**Document extract:**
- - -

Single by William Shakespeare
- Released: 1974
- Length: 3:26
- Label: Albert Records
- Songwriters: Harry Vanda George Young

William Shakespeare singles chronology
| "Can't Stop Myself from Loving You" (1974) | "My Little Angel" (1974) | "Just the Way You Are" (1975) |

= My Little Angel (William Shakespeare song) =

"My Little Angel" is a song written by ex-Easybeats members Harry Vanda and George Young in 1974 and was recorded by Johnny Cabe, aka stage act William Shakespeare. It was Shakespeare's second big hit in Australia and his first number one, making the number-one spot in Australia for three weeks in early 1975.

==Reception==
Cash Box magazine said "This tune is part rap and part singing, a story to a young girl (a daughter), reassuring her that everybody has a guardian angel. Why? Because she's his. Could pick off some AM pop play if given half a chance."

- - -

[Coordinate annotation entries]
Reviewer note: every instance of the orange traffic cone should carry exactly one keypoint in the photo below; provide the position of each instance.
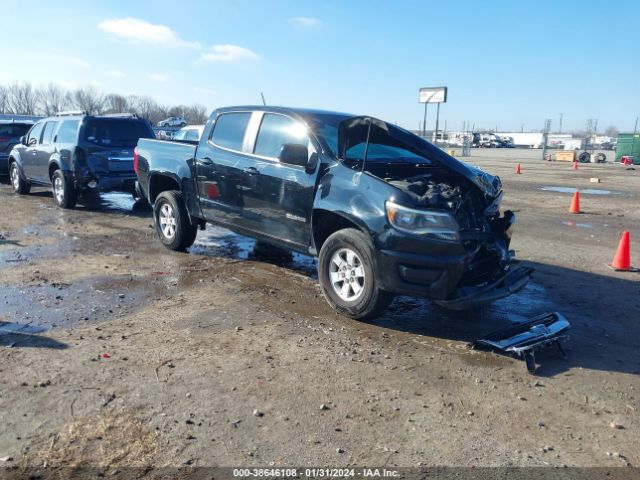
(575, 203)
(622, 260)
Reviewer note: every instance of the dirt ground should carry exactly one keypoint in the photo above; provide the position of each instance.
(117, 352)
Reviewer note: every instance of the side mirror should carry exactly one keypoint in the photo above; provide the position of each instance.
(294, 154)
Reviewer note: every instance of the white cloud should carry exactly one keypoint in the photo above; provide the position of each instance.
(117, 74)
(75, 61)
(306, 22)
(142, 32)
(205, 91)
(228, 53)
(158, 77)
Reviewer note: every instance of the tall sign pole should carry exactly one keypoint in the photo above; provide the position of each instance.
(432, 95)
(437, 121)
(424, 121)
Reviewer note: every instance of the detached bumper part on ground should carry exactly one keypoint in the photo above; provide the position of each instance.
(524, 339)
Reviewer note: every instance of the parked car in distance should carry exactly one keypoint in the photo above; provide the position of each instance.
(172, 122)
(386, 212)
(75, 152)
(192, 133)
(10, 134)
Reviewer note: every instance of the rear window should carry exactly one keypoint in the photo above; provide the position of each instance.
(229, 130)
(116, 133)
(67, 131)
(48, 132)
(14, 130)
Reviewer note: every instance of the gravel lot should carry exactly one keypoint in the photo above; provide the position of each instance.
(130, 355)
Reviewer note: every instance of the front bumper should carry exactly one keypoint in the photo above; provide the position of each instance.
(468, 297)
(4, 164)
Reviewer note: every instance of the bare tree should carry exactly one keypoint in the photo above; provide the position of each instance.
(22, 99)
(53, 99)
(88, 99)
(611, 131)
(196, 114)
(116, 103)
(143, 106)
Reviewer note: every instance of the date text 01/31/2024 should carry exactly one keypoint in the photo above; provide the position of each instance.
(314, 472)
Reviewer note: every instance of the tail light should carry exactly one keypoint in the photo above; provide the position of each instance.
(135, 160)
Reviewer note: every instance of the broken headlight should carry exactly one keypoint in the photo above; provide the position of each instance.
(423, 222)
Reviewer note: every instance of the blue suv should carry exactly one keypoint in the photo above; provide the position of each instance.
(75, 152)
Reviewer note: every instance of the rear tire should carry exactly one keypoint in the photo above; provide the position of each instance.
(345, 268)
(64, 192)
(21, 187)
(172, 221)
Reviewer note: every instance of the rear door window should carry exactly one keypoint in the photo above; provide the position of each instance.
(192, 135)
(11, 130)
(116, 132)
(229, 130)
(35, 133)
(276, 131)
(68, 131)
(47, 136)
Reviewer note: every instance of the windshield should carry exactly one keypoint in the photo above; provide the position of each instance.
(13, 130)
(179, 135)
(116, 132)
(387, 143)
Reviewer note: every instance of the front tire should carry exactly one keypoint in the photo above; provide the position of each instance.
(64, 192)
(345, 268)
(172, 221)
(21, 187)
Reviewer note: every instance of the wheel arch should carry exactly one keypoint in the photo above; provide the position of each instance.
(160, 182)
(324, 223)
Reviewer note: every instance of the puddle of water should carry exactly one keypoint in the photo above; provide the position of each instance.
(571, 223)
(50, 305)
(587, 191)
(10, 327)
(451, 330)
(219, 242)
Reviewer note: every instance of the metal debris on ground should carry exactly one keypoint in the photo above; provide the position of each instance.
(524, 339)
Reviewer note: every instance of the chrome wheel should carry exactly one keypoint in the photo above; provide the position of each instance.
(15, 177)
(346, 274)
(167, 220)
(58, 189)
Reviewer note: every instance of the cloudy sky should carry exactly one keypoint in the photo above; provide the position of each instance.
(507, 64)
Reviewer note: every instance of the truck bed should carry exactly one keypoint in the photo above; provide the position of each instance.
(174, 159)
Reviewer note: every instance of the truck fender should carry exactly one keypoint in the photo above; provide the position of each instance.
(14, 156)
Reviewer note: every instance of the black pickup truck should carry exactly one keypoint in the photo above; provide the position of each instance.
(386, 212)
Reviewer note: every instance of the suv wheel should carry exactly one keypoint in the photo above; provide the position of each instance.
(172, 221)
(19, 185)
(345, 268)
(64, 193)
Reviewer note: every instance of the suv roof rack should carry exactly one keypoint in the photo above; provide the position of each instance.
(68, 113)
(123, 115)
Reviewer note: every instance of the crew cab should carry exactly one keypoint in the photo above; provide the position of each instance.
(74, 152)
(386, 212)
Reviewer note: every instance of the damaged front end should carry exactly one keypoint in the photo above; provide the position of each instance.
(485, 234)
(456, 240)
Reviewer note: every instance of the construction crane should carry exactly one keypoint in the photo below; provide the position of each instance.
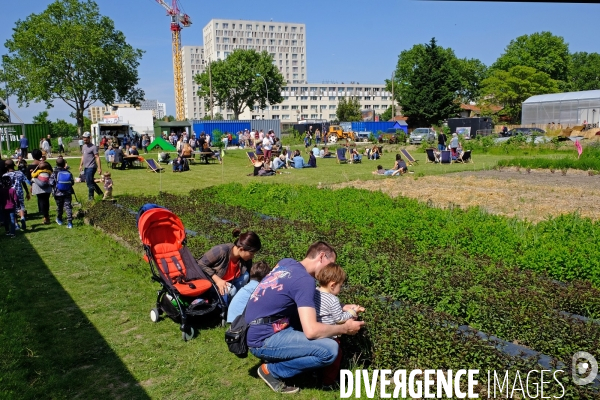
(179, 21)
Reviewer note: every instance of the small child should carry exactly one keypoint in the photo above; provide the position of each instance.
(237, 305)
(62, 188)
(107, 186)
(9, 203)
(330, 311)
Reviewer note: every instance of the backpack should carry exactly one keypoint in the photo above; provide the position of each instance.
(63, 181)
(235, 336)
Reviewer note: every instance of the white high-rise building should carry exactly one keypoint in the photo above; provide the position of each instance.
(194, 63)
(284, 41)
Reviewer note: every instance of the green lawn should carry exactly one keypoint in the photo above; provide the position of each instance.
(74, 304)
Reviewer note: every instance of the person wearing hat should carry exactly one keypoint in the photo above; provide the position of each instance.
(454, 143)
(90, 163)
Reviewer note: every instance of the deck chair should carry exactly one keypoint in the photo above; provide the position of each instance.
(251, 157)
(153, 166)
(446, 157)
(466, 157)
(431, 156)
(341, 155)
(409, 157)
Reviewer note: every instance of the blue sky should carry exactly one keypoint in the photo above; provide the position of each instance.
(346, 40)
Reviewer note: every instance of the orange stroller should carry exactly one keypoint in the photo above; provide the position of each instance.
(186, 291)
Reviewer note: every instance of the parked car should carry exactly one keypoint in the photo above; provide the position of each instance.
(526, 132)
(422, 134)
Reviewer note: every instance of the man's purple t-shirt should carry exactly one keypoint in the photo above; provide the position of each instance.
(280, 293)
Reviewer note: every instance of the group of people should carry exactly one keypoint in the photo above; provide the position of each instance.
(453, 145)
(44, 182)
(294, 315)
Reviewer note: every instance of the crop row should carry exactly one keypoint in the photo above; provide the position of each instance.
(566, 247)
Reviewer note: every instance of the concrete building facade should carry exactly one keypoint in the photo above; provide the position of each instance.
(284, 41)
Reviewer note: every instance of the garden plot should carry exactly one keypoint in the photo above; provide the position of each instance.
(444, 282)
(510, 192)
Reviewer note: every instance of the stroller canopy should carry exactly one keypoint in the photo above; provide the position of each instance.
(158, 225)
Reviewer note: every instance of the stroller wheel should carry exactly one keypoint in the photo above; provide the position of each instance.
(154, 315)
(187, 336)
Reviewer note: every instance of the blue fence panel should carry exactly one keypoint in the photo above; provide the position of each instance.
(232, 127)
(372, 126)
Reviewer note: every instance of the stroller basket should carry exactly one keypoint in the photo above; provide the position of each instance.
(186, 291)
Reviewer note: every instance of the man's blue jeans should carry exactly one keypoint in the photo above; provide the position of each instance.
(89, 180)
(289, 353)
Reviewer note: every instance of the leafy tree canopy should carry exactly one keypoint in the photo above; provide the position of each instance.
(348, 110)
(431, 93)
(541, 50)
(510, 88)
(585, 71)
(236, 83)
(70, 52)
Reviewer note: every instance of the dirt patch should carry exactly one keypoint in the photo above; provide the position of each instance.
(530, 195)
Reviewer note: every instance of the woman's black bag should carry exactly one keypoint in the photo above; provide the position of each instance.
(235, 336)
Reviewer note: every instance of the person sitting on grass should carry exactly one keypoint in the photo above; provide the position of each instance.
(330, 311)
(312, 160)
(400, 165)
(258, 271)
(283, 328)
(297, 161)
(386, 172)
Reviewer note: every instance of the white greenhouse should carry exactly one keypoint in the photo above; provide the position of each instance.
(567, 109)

- - -

Please echo the "My Little Angel" text above word for word, starting with "Single by William" and going on through "in early 1975.".

**Written solution:**
Single by William Shakespeare
- Released: 1974
- Length: 3:26
- Label: Albert Records
- Songwriters: Harry Vanda George Young

William Shakespeare singles chronology
| "Can't Stop Myself from Loving You" (1974) | "My Little Angel" (1974) | "Just the Way You Are" (1975) |

= My Little Angel (William Shakespeare song) =

"My Little Angel" is a song written by ex-Easybeats members Harry Vanda and George Young in 1974 and was recorded by Johnny Cabe, aka stage act William Shakespeare. It was Shakespeare's second big hit in Australia and his first number one, making the number-one spot in Australia for three weeks in early 1975.